Auch heute gäbe es keine Probleme: „In den Räumen ist alles sauber, es gibt keinen Lärm, die Miete fließt immer pünktlich.“ Von der SZ befragte Mieter hatten angegeben, von den neuen Nachbarn völlig überrascht worden zu sein: Plötzlich seien Dutzende Asylbewerber im Haus aus- und eingegangen. Einen sichtbaren Hinweis an der Tür gab es auch Wochen nach dem Bezug des Gebetsraums noch nicht. – In Görlitz hatte die Stadtverwaltung zuletzt einen Gebetsraum der SBS schließen lassen – aus baurechtlichen Gründen.

• _AUFGABENSTELLUNG_: Gib den Ausgangstext von „Auch heute gäbe“ bis einschließlich „aus baurechtlichen Gründen.“ erneut wieder. Tausche dabei „Stadtverwaltung“ gegen „Gemeindeverwaltung“ aus.

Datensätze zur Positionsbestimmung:
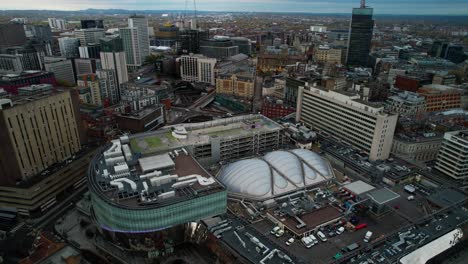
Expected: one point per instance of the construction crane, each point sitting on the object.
(363, 3)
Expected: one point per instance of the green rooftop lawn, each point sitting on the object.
(153, 142)
(134, 145)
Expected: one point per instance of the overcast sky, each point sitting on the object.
(438, 7)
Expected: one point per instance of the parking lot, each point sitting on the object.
(323, 252)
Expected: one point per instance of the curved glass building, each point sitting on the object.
(137, 199)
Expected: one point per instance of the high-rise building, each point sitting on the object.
(10, 63)
(12, 35)
(69, 47)
(141, 24)
(197, 68)
(131, 46)
(218, 48)
(452, 160)
(91, 81)
(113, 58)
(92, 23)
(362, 124)
(89, 35)
(38, 130)
(11, 82)
(110, 92)
(84, 66)
(39, 32)
(59, 24)
(327, 54)
(360, 36)
(91, 51)
(188, 41)
(62, 69)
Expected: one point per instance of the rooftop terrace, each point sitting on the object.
(153, 181)
(178, 136)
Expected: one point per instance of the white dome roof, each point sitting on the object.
(276, 173)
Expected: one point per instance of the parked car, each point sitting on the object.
(274, 230)
(290, 241)
(340, 230)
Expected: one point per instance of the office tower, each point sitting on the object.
(91, 51)
(91, 81)
(110, 92)
(12, 82)
(30, 58)
(197, 68)
(89, 35)
(141, 24)
(69, 47)
(244, 44)
(92, 23)
(123, 221)
(452, 160)
(10, 63)
(188, 41)
(360, 36)
(34, 140)
(83, 66)
(39, 130)
(59, 24)
(113, 58)
(40, 32)
(364, 125)
(327, 54)
(12, 35)
(131, 46)
(62, 69)
(218, 48)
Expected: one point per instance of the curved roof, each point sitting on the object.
(275, 173)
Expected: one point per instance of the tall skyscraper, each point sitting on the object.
(197, 68)
(36, 133)
(141, 24)
(452, 160)
(360, 36)
(131, 47)
(92, 23)
(113, 58)
(110, 92)
(12, 35)
(89, 35)
(69, 47)
(62, 69)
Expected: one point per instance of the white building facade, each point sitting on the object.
(344, 116)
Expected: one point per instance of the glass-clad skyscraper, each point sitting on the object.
(360, 36)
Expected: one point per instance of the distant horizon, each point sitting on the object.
(222, 11)
(381, 7)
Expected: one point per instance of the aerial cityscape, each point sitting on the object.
(249, 131)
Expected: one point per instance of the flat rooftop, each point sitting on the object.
(153, 181)
(200, 133)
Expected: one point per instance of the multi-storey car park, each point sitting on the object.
(135, 196)
(147, 187)
(214, 141)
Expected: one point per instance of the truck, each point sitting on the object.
(409, 188)
(352, 247)
(368, 236)
(360, 226)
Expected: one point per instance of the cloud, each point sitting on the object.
(446, 7)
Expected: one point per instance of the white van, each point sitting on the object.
(314, 239)
(321, 236)
(308, 243)
(340, 230)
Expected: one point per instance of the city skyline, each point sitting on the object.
(398, 7)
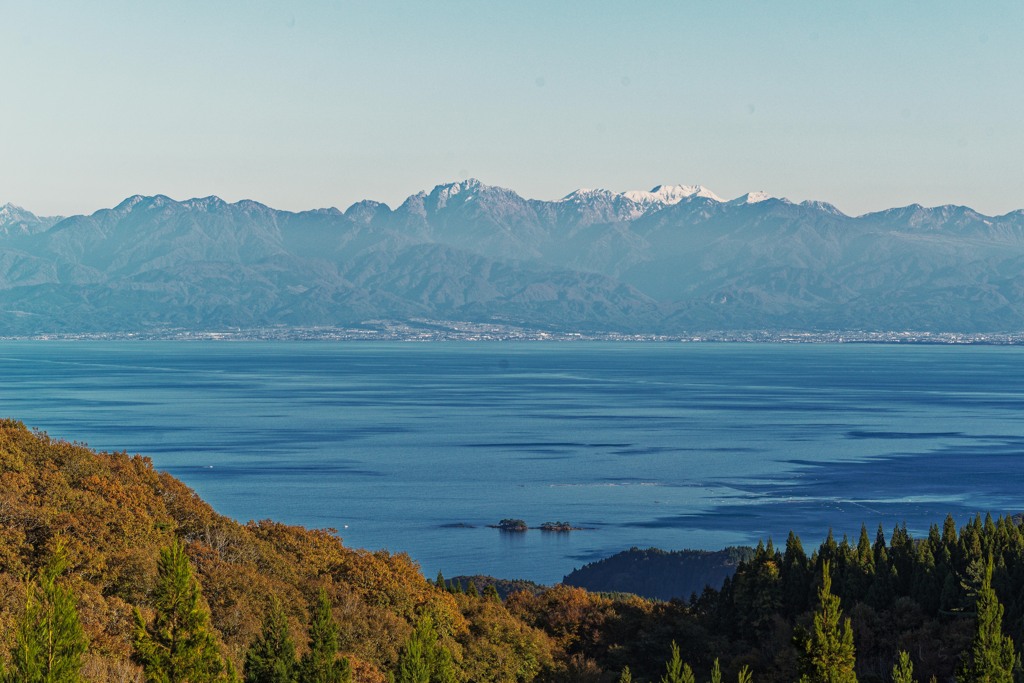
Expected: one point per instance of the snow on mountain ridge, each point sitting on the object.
(669, 195)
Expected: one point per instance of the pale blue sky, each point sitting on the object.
(305, 104)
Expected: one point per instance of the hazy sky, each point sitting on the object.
(306, 104)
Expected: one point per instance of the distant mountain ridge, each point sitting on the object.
(675, 259)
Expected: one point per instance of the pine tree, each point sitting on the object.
(321, 663)
(675, 670)
(49, 642)
(991, 657)
(903, 669)
(178, 646)
(424, 659)
(270, 657)
(827, 654)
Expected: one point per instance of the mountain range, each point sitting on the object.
(673, 260)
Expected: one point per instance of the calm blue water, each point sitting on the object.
(397, 445)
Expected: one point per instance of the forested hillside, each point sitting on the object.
(115, 535)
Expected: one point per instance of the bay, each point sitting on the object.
(418, 447)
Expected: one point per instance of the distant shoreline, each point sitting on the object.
(445, 331)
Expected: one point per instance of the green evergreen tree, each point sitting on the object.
(991, 657)
(270, 657)
(49, 641)
(424, 659)
(903, 669)
(675, 670)
(827, 654)
(321, 663)
(179, 645)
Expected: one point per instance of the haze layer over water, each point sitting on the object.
(418, 447)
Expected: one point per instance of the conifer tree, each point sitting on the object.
(178, 646)
(675, 670)
(49, 641)
(991, 657)
(903, 669)
(827, 654)
(321, 663)
(270, 657)
(424, 659)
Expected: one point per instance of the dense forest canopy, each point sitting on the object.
(107, 537)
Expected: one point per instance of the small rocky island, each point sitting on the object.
(518, 525)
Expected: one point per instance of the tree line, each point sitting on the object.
(178, 644)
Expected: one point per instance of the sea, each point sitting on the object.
(423, 447)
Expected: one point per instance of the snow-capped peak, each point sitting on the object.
(753, 198)
(586, 193)
(444, 193)
(669, 195)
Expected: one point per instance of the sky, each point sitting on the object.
(305, 104)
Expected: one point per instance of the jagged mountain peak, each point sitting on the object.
(669, 195)
(756, 198)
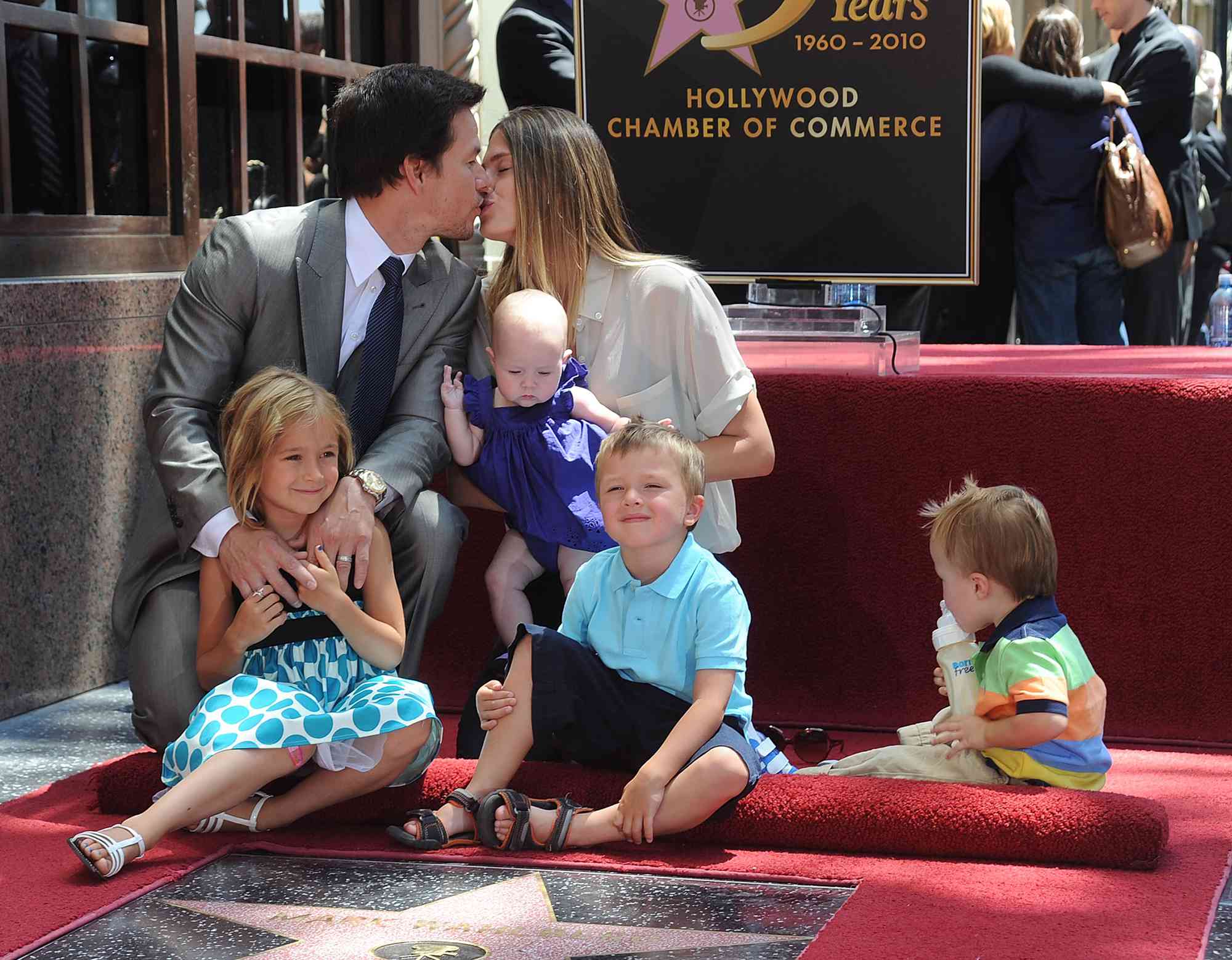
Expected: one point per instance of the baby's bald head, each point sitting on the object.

• _GELÖSTE AUFGABE_:
Auch heute gäbe es keine Probleme: „In den Räumen ist alles sauber, es gibt keinen Lärm, die Miete fließt immer pünktlich.“ Von der SZ befragte Mieter hatten angegeben, von den neuen Nachbarn völlig überrascht worden zu sein: Plötzlich seien Dutzende Asylbewerber im Haus aus- und eingegangen. Einen sichtbaren Hinweis an der Tür gab es auch Wochen nach dem Bezug des Gebetsraums noch nicht. – In Görlitz hatte die Gemeindeverwaltung zuletzt einen Gebetsraum der SBS schließen lassen – aus baurechtlichen Gründen.